>>

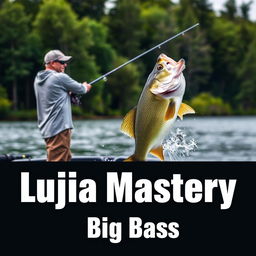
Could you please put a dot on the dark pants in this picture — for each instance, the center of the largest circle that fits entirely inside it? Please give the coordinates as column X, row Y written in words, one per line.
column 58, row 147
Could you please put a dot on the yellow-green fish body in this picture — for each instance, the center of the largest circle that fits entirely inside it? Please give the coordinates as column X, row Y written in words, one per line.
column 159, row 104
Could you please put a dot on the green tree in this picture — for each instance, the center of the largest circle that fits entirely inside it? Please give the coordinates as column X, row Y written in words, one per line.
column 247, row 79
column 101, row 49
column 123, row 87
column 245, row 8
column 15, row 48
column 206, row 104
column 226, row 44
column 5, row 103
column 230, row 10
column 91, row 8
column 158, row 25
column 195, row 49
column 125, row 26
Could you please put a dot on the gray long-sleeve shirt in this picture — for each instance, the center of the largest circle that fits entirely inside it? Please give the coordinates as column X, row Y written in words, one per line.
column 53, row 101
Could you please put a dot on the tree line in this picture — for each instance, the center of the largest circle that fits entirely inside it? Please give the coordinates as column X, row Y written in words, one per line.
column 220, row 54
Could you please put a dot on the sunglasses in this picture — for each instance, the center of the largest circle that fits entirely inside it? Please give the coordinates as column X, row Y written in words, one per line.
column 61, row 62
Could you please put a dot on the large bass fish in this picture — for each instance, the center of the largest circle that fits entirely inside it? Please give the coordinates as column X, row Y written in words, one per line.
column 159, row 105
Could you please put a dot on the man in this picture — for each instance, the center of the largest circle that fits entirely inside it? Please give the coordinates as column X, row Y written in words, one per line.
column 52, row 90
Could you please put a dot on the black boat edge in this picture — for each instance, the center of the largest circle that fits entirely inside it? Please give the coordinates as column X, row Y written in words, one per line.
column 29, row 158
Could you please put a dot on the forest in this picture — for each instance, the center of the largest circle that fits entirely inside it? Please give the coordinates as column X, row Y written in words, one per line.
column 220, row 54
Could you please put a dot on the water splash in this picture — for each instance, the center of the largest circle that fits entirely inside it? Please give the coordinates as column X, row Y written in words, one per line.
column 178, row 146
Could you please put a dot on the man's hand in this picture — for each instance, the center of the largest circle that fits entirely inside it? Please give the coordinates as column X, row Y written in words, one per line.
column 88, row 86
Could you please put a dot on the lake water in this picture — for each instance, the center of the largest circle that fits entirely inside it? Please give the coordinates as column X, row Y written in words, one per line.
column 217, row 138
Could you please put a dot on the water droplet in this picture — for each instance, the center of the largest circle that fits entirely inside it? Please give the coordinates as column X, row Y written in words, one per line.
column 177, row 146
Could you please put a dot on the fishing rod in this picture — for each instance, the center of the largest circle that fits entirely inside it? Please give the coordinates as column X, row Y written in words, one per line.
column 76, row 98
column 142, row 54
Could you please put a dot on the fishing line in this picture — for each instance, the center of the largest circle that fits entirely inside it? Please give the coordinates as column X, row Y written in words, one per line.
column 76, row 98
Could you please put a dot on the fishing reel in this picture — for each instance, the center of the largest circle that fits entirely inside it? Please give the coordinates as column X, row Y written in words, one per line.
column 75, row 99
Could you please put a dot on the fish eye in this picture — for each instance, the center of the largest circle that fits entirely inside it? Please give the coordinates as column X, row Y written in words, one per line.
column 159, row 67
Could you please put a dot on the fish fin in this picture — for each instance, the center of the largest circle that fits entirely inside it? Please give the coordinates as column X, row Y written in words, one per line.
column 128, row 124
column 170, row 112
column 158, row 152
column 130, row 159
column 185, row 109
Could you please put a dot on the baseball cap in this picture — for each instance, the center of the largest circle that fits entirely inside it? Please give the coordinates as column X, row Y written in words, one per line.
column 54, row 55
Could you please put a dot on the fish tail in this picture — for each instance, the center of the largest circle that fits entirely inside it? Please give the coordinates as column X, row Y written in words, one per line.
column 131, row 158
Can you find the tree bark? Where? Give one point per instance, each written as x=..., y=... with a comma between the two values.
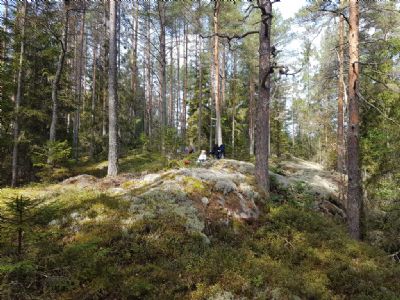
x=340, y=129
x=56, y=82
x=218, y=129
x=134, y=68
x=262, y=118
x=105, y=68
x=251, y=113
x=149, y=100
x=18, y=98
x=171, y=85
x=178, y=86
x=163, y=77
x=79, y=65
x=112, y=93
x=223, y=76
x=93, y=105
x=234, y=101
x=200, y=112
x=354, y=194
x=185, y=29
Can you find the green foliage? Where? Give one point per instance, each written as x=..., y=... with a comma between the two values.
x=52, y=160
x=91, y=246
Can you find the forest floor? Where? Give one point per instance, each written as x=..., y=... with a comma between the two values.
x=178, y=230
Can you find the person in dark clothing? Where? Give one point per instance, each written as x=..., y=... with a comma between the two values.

<<

Work item: When you retype the listing above, keep each line exactly as written and drop the pictures.

Task output:
Could you please put a dot on the dark pants in this picture — for each instance, the center of the largest circle that fits entirely inside it? Please give the coordinates as column X, row Y written in words, one per line.
column 58, row 147
Could you please put a dot on the yellow-green fish body in this picture — for each instance, the center of the largest circle that fits entirely inside it? Please give the coordinates as column X, row Y written in words, one per line.
column 159, row 104
Could you please put a dot on the green tree in this picture — for each instance, the center of the largest circle that fits entirely inside it? Please give the coordinates as column X, row Y written in words, one per line.
column 247, row 79
column 101, row 49
column 123, row 87
column 245, row 8
column 15, row 48
column 206, row 104
column 226, row 44
column 5, row 103
column 230, row 10
column 91, row 8
column 158, row 25
column 195, row 49
column 125, row 26
Could you please put a dot on the gray long-sleeve shirt in this picture — for each instance, the center of the largest circle that fits entirely inside it? Please give the coordinates as column X, row Y written in words, one per line.
column 53, row 101
Could you please put a dot on the tree line in this picture — for each instance, the center of the largest circle that fits entirely inside it? Please give the coordinates as column X, row Y written in words, one per line.
column 220, row 54
Could you please put a dot on the sunglasses in this picture — for each instance, the center of the largest circle that fits entirely inside it? Please give the coordinates as column X, row Y written in words, one per line.
column 61, row 62
Could you please put a dot on the large bass fish in this picture — for each instance, the center of the largest circle that fits entirely inside it? Please give the coordinates as column X, row Y written in words, one per line.
column 159, row 105
Could you please put a dot on the man in this picture — for each instance, the center of the largest circle that fits entirely inside it? Please give the coordinates as column X, row Y written in words, one per line.
column 52, row 90
Could you please put a dot on the black boat edge in this picture — for each instance, the center of the largest circle that fits entirely inside it? Please give the coordinates as column X, row Y written in words, one per line.
column 29, row 158
Could you please put a dot on the forest in this picture — for each instance, the center of the largest circle that fits entirely inside it? Please give the coordinates as column X, row Y written in words, one per line.
column 220, row 54
Could you please put a dot on the water splash in this picture — for each instance, the center of the largest circle that fits entirely inside it? Please give the coordinates as column X, row Y written in words, one per line.
column 178, row 146
Could you please put a dot on the man's hand in this picture — for each instance, the center of the largest circle that fits entirely inside it? Please give the coordinates as column X, row Y written in words, one per line.
column 88, row 86
Could you please put a dot on the lake water in this picture — for each instance, the center of the largest circle that fits entirely inside it? Please give the coordinates as column X, row Y written in words, one per line.
column 217, row 138
Could you please put a dot on the water droplet in this picture — for each instance, the center of the largest circle that fits entirely inside it? Please give the coordinates as column X, row Y written in words, one per line.
column 177, row 146
Could you please put a dot on the fishing rod in this picture — for each instance, the center of the largest circle that fits entirely inside it? Please give the coordinates as column X, row Y written in words, one per line.
column 76, row 98
column 142, row 54
Could you please put a dot on the fishing line in this picture — for each instance, the center of the largest circle that fits entirely inside it? Please give the coordinates as column X, row Y written in words, one per line.
column 76, row 98
Could you please put a dot on the fishing reel in this picture — for each instance, the center of the largest circle that fits entirely inside it? Please give the coordinates as column X, row Y written in words, one per line.
column 75, row 99
Could you please put a dot on the fish eye in this picture — for each instance, the center of the largest circle that fits entirely inside it? Please give the coordinates as column X, row Y written in words, one per line.
column 159, row 67
Could you please put a dot on the fish fin in this picture — for each instance, the center of the largest circle that fits entirely inside it? Please give the coordinates as column X, row Y written in words, one per line.
column 128, row 124
column 170, row 112
column 158, row 152
column 130, row 159
column 185, row 109
Could you please put a dot on the baseball cap in this picture — for each instance, the center of the largest circle that fits entirely inside it? Please give the coordinates as column X, row Y written in words, one per line.
column 54, row 55
Could you please put a dot on the fish tail in this picture — for each instance, the center of the largest circle that fits entirely inside it? Please give the coordinates as column X, row Y written in words, one per line.
column 131, row 158
Can you find the tree bark? Where? Give one point per instance, each written as x=..., y=... with a comma between the two values.
x=340, y=129
x=56, y=82
x=218, y=129
x=134, y=68
x=262, y=118
x=105, y=68
x=251, y=113
x=149, y=100
x=18, y=98
x=171, y=85
x=178, y=86
x=163, y=77
x=79, y=65
x=112, y=93
x=223, y=76
x=93, y=105
x=234, y=101
x=200, y=112
x=354, y=194
x=185, y=29
Can you find the green foliage? Where? Give one point per instance, each written as x=..., y=... with a comma between the two values.
x=52, y=160
x=91, y=246
Can you find the forest floor? Where? Give one point per instance, each written as x=..., y=... with a comma between the two values.
x=178, y=230
Can you find the person in dark clothing? Where? Give one point per instance, each written as x=..., y=... with a comma between the two values.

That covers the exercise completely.